** Reading passage **
_ _ _
Given this was a final project, I wanted to capture as many artifacts of my students' interaction with AI as possible. A final product was going to look polished with AI's help, but I wanted to assess how deeply students thought about the instructions they gave to their chatbots and I wanted to see how they questioned those bots as well. To capture as much of this as possible, I provided them with the following template.
General takeaways
What students took from the course
One question I asked my students at the end of the course was whether or not they felt optimistic about AI-use in the future, and I received varying responses here. Some students had their eyes opened to a new future of knowledge work while others still had major concerns about the effect of AI on entry level workers, human creativity, and the environment. But one comment stood out to me: one student was very happy that we were having these conversations now. There are some things that we, as individual users, cannot control regarding the future of AI. But it's so important to have exposure if you want to have an informed opinion. At the end of the course, I think it was clear to my students that using AI is both easier (e.g., the technical skills of making a custom chatbot) and more difficult (e.g., providing chatbots with the best context for the best output) than expected.
What I would change in the future
Initially, I was very hesitant about going through the background information of how LLMs work, but given the many questions about how hallucinations occur, I think it would be a great service to my students to dive into this deeper. These students are likely not going to become AI engineers, but many felt unresolved tension surrounding "why AI's lie" and "what does it actually mean to train an LLM." Additionally, many students mentioned that they would have appreciated more time to discuss the dark side of AI. We briefly talked about the environmental impact, but I did not have enough time to get into what we currently know about the ethics of where these data come from (stolen work and underpaid work from third-world countries), how AI has negatively affected work productivity (work slop and falling asleep at the wheel), how AI has negatively affected knowledge workers (AI brain fry), the nation's response to more data centers, etc. There's also so much that has happened recently with AI agents in the past year, that I truly think we've moved from "cool product demos" to "useful tools."
_ _ _
** Information shown **
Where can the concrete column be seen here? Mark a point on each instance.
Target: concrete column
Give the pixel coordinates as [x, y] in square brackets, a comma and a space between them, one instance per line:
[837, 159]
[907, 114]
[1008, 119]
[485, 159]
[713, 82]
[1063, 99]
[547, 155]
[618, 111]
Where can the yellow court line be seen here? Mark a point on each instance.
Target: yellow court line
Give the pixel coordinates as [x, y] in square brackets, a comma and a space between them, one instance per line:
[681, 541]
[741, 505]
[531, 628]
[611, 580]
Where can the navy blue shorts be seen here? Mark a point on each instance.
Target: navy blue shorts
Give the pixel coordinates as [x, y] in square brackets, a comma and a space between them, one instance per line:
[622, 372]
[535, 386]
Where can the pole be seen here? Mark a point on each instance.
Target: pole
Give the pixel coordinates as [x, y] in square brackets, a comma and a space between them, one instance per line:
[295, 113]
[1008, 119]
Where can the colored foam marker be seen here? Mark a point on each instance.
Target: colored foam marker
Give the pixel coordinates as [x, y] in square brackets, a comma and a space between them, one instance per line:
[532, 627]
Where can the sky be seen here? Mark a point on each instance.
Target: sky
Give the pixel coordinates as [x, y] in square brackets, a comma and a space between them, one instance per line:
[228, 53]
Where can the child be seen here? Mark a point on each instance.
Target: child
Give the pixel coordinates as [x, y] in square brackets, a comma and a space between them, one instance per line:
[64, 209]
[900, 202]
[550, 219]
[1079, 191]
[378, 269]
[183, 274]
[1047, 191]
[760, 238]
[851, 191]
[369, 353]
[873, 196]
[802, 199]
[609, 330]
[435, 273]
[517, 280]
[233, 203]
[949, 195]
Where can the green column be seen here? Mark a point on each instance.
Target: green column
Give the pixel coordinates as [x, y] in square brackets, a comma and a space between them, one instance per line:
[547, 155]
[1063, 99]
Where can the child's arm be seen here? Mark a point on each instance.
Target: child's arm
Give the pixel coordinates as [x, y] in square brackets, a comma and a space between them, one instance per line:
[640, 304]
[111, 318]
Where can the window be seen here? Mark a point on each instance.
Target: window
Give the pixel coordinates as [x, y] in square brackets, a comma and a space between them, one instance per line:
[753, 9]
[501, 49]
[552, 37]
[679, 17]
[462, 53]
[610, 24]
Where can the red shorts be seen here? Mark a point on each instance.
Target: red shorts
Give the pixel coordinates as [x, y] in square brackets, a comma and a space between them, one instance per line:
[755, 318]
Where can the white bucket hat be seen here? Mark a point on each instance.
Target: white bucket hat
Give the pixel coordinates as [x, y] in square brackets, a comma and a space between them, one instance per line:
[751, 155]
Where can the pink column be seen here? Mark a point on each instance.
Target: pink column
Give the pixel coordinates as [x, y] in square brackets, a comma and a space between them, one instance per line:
_ _ _
** Work to complete **
Please quote the reflection on teaching an AI course, everything from "Given this was" down to "the following template.". The data isn't needed here.

** Solution **
Given this was a final project, I wanted to capture as many artifacts of my students' interaction with AI as possible. A final product was going to look polished with AI's help, but I wanted to assess how deeply students thought about the instructions they gave to their chatbots and I wanted to see how they questioned those bots as well. To capture as much of this as possible, I provided them with the following template.